Items listed in a dataset:

^^^^

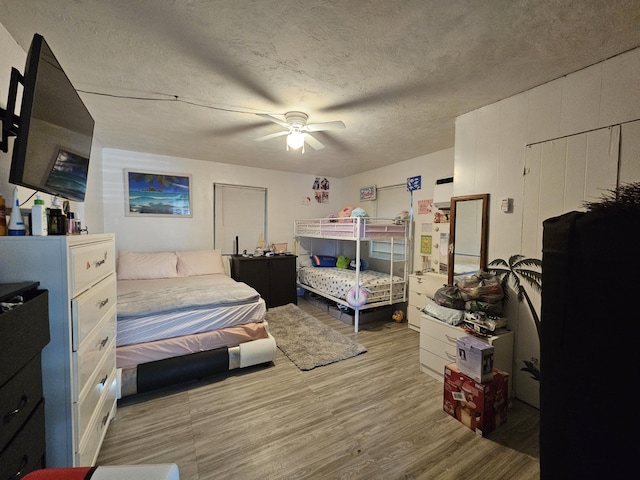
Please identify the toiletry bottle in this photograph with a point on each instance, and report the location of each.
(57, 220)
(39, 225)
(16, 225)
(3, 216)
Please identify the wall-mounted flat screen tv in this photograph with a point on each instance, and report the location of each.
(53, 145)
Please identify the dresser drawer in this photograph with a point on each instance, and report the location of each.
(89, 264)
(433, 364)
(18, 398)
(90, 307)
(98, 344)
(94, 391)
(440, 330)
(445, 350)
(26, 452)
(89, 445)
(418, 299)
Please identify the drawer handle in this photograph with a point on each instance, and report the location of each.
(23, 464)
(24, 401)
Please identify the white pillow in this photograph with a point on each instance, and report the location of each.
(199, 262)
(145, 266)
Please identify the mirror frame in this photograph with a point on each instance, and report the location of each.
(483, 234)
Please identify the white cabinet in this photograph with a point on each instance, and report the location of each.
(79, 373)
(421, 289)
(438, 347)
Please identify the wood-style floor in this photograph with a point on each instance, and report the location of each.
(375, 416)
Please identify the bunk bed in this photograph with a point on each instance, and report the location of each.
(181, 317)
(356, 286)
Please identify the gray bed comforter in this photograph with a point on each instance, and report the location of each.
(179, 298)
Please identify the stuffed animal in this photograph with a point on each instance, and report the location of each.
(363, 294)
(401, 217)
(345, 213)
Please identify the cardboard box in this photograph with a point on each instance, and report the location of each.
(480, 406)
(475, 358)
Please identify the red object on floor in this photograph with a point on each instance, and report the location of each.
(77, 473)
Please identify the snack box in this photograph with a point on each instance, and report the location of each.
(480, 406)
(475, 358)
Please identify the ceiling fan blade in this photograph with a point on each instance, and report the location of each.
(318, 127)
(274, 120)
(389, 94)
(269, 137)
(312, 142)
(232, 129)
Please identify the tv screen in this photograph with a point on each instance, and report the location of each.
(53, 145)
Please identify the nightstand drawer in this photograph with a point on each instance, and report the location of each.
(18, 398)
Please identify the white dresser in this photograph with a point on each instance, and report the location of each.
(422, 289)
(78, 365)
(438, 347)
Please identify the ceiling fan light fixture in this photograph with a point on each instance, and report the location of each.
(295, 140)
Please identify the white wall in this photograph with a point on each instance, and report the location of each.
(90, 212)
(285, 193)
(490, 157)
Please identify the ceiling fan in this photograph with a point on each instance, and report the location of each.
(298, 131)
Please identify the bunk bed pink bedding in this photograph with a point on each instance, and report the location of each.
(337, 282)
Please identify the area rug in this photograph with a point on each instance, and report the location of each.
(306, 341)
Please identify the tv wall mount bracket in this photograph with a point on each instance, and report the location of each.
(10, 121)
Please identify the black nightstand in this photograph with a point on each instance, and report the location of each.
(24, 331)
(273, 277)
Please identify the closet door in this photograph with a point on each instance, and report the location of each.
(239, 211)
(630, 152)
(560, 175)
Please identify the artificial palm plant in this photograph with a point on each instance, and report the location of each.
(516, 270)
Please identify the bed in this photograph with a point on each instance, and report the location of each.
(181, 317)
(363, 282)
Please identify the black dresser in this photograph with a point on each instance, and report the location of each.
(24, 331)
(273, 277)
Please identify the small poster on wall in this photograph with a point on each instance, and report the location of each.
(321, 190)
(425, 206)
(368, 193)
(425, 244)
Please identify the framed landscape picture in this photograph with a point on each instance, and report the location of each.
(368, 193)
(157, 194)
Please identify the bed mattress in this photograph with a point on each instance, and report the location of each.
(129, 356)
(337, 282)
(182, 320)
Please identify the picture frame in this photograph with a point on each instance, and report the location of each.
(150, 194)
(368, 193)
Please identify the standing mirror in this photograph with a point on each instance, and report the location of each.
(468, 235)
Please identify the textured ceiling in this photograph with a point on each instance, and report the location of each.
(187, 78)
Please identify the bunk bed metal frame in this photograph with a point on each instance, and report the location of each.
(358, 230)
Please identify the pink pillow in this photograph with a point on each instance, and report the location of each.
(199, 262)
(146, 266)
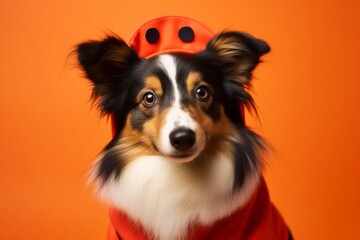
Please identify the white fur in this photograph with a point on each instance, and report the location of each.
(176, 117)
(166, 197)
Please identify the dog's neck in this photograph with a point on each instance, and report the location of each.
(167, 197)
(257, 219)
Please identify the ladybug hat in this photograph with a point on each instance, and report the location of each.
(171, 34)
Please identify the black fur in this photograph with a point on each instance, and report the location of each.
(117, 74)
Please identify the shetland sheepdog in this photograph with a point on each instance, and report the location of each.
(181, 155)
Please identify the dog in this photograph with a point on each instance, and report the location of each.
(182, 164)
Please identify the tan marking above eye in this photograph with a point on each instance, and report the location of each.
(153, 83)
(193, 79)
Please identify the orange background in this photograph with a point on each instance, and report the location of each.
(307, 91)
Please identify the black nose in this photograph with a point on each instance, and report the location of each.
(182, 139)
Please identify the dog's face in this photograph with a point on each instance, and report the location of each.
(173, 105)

^^^^

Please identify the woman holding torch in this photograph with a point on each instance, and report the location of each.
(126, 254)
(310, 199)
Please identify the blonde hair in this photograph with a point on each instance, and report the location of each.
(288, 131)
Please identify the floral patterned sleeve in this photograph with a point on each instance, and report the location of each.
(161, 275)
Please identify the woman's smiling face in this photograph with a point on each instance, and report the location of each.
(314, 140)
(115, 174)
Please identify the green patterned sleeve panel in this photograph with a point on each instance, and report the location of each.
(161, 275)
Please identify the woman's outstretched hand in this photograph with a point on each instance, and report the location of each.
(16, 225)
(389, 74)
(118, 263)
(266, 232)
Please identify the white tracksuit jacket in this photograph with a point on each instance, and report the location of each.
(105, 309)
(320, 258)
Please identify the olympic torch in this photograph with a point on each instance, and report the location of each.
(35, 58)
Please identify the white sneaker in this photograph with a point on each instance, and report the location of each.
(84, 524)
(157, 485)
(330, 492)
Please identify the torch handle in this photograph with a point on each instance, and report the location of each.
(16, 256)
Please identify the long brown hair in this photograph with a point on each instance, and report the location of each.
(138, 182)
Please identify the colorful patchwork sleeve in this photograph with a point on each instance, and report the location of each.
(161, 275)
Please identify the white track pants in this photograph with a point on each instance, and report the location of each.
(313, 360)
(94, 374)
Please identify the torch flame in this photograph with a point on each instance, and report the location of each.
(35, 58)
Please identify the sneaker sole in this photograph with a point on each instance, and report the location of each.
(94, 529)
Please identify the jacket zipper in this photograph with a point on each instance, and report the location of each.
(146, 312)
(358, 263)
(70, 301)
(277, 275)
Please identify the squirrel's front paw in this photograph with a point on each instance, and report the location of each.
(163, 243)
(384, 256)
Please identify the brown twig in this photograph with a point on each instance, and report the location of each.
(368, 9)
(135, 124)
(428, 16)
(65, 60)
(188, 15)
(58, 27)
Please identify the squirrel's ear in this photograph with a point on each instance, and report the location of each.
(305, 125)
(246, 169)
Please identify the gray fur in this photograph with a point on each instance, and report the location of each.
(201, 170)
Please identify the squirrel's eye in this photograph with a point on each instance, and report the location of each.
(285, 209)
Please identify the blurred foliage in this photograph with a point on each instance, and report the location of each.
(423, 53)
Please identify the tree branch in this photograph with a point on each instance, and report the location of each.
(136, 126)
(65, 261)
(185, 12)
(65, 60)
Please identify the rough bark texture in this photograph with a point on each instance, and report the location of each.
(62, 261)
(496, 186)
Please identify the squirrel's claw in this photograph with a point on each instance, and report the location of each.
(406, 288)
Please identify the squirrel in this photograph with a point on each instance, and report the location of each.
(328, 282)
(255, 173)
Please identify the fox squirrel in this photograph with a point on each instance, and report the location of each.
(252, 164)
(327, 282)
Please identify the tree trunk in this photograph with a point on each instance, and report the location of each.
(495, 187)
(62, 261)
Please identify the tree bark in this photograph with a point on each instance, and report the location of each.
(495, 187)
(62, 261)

^^^^

▶ **Prompt**: Locate every row above that contains the word "pillow", and copy each of those rows in full.

▶ **Solution**:
Please identify the white pillow in this photograph with a point on each instance, and report the location of each.
Please identify the pink pillow in this photograph with a point on each instance, and report the location of each.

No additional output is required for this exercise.